### Goal of the exercise
Please pull out each line in the records below that contains the word "segment" and copy those lines unchanged.

### Extracted entries
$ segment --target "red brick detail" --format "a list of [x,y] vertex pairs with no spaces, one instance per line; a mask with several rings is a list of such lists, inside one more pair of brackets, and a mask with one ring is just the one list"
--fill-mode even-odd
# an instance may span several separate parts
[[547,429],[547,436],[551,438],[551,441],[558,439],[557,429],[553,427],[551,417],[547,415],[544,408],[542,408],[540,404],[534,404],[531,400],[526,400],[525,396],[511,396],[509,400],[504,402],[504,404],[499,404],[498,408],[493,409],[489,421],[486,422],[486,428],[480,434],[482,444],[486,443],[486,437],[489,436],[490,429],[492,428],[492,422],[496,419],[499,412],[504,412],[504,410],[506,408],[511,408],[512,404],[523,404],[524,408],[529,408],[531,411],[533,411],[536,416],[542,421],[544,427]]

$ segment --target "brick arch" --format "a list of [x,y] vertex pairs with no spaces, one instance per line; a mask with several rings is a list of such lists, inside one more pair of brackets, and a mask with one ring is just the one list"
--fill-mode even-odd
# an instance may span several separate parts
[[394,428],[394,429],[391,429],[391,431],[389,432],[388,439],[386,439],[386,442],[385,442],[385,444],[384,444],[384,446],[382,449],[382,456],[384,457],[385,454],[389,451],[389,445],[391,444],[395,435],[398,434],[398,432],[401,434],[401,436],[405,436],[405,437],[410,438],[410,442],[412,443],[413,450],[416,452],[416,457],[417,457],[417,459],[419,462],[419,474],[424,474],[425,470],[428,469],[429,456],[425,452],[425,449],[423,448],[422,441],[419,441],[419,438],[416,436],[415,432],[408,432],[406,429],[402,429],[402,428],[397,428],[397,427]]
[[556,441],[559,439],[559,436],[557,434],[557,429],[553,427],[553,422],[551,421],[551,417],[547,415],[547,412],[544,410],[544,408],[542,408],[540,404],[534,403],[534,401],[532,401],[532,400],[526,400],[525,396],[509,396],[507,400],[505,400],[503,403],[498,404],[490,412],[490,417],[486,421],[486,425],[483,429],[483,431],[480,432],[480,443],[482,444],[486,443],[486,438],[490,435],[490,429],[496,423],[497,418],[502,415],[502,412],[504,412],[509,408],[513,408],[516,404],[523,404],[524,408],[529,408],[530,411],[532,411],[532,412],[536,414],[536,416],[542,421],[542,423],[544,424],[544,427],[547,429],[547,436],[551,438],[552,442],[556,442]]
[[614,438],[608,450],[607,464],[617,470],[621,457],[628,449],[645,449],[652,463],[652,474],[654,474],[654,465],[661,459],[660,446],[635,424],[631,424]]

### Response below
$ segment --target "red brick detail" --format "a list of [x,y] vertex pairs with no spaces, one instance per line; a mask with several rings is a list of such lists, inside one more pair of brackets, and a mask with one ring is just the one list"
$ segment --target "brick arch" --format "a list of [x,y] vertex pairs with no spaces, one instance per line; a mask with several rings is a list of such lists, inside one more pair of brackets, and a mask with one ring is just the one list"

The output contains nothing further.